**Document passage:**
····················

The University is home to over 4,500 undergraduate students and about 2,000 graduate students that are all susceptible to the standard attendance policy. Each department at the University has its own attendance policy. On average, each policy allows two class absences per semester.

In contrast, Rutgers University is  home to over 40,000 undergraduate students and about 15,000 graduate students. The large amount of students enrolled at Rutgers creates complications when professors attempt to enforce attendance policies. The students of Rutgers are rarely penalized for their lack of attendance, which has sometimes proven to be successful, but also detrimental to their grades.

Considering our fellow New Jersey school, Rutgers, lacks in the implementation of repercussions for lack of attendance, students at the University are left wondering why our policy is extremely strict?

Most classes at Monmouth follow the two-absence limit rule, which is reasonable, but if you miss three days instead of the allotted two, you may be subjected to a loss in a letter grade. What if it’s an excused absence you say? Well an excused absence is harder to come by than a free ride.

Many professors require a written excuse for absences to be considered excused, but as students we all know things come up such as car trouble, unexpected deaths, and sickness. Unfortunately, all these real-life instances occur all the time and may not come with a professional note to excuse the individual from class. These absences may cause a drop in a letter grade for the class you missed and will ultimately hinder your ability to excel in class.

These instances have students wondering why the University care sif we show up to class when we each pay a hefty tuition? Shouldn’t the professors be happy with their paycheck and not be concerned whether or not a student chooses to utilize their tuition and show up?

When faced with the question of whether or not I support the University’s attendance policy, I am indifferent. The policy is not as lenient as other schools that are larger than the University for the sheer fact of numbers. If the University housed over 50,000 students, keeping track of who shows up to class would be compromised.

····················

[Natural-language object grounding lines]
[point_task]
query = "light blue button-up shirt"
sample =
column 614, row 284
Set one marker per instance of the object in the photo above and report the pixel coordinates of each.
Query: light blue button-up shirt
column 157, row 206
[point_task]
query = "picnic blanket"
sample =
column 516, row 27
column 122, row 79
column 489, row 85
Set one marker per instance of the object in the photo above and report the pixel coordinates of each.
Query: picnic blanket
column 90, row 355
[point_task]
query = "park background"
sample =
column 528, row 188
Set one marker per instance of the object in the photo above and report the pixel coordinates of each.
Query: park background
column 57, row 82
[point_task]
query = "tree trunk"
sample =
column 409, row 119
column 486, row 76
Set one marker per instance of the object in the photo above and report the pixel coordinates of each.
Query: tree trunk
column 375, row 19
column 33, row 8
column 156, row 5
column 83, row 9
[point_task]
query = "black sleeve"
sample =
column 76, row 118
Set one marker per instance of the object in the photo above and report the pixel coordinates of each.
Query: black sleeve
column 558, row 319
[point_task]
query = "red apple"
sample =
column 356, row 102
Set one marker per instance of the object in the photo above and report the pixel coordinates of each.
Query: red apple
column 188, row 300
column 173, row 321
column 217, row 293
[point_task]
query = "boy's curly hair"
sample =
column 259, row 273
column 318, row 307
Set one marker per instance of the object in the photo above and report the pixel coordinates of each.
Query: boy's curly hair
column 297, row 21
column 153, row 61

····················

**Exercises:**
• A. Based on the passage about the University's attendance policy, decide whether each statement agrees with it. Answer yes or no for each, and quote the exact words from the passage that settle it. (i) Each department at the University sets its own attendance policy. (ii) Rutgers students are frequently penalized for missing class. (iii) The writer supports the University's attendance policy.
• B. Continue the passage about the University's attendance policy, starting after its last sentence.

**Numbered responses:**
• A.
(i) Yes: "Each department at the University has its own attendance policy."
(ii) No: "The students of Rutgers are rarely penalized for their lack of attendance"
(iii) No: "I am indifferent."

• B.
The University boasts that its average class size is 21.8 students. On the other hand, seven percent of Rutgers University classes have more than 100 students.  In a class of over 100 students, does a professor even know the names or faces of the students? I doubt it. It is realistic for schools of this size to kick attendance policies to the curb because keeping track of its students is near impossible.

Though the University’s attendance policy is definitely necessary, I still believe it is extremely strict given the fact that there are many unpredictable scenarios that can occur throughout any given day. Whenever writing an e-mail to a professor because of an absence due to illness, they almost always ask for an official note to excuse yourself.

However, the Health Center, which is the only place students can go on campus to receive aide for their ailments, is forbidden to hand out excuses for absences. Many of my visits to the Health Center have resulted in a diagnoses and a recommendation to stay home from class for the day.

When I proceeded to ask for a note to confirm the diagnoses, I was told they are not allowed to provide students with these notes. How is a student, who has no other option but the health center, supposed to provide a professor with an excuse for an absence? It is clear that our system is flawed in some ways because of the lack of trust among professors towards students.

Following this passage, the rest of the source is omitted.